_WORK ORDER_: Which lines of the data below include the string "blue"? Return each of them.

ENTRIES SUPPLIED: Begin

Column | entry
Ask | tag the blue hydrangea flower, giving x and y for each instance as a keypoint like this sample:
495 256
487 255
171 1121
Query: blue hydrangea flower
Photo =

ENTRIES SUPPLIED: End

_RESULT BELOW_:
Ask | tag the blue hydrangea flower, giving x and y for each instance as a keypoint like this sample:
Query: blue hydrangea flower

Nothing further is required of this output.